Problem to solve -
Among the records that follow, set down only the lines from the one containing "Place one keypoint on each instance of the plant" to the one containing "Place one keypoint on each instance of the bulb", both included, exactly.

Referring expression data:
- Opening Delimiter -
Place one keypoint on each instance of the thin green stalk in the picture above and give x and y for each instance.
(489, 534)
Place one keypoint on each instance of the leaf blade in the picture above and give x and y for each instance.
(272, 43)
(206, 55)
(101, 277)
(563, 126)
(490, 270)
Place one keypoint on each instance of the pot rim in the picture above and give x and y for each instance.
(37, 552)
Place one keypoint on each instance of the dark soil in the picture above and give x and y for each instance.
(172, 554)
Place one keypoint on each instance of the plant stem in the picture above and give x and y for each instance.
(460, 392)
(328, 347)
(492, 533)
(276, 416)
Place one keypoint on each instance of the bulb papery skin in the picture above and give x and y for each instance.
- Closing Delimiter -
- Opening Delimiter -
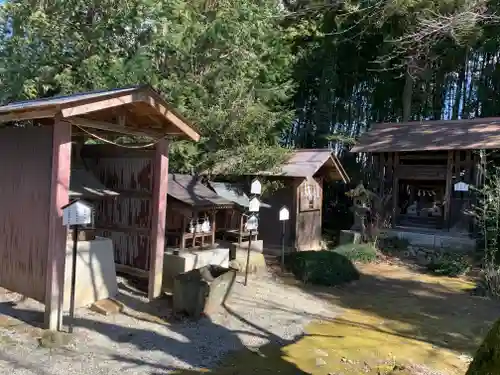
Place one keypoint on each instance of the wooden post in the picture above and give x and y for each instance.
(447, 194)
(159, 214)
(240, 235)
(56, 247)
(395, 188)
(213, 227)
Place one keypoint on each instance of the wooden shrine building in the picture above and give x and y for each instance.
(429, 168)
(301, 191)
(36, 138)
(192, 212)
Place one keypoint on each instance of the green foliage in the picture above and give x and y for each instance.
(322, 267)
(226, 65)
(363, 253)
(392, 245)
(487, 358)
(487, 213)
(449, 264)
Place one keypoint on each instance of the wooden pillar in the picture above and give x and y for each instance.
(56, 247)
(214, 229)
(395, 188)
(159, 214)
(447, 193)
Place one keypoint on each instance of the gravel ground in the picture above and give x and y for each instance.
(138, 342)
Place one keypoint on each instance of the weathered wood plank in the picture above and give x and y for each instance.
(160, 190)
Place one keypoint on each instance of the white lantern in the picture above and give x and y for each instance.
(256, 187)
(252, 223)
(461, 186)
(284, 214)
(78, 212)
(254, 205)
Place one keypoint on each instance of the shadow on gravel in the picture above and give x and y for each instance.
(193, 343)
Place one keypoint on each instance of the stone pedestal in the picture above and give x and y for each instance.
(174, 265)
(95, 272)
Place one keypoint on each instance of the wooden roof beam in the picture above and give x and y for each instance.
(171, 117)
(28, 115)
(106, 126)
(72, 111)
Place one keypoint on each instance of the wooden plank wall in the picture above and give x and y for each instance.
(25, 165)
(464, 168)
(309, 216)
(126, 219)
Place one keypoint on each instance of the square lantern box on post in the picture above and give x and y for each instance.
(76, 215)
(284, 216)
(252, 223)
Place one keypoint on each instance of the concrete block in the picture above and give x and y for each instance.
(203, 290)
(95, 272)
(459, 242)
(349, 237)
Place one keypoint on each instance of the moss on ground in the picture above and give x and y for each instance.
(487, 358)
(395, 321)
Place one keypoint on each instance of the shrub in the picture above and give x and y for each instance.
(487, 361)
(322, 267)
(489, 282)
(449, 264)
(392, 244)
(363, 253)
- Closing Delimiter -
- Opening Delimiter -
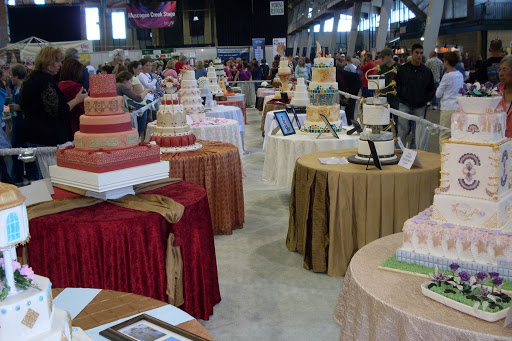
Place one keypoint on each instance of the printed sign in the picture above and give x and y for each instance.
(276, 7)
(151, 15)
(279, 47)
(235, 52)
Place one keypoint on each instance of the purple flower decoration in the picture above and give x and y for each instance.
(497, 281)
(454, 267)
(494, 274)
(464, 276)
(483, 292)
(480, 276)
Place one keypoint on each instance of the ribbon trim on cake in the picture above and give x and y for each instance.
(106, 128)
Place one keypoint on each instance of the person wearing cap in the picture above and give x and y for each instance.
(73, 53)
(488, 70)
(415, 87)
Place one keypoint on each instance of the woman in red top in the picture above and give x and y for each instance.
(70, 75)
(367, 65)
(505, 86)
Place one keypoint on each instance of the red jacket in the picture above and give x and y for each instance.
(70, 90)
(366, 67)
- Closing Delimiter -
Answer section -
Place one keypoint on each instance of the plant stem in the picture above and give x and y for each instance.
(460, 392)
(328, 347)
(492, 533)
(276, 416)
Place one keypoint on each instance of the bulb papery skin in the picture above and give x and y for each instance.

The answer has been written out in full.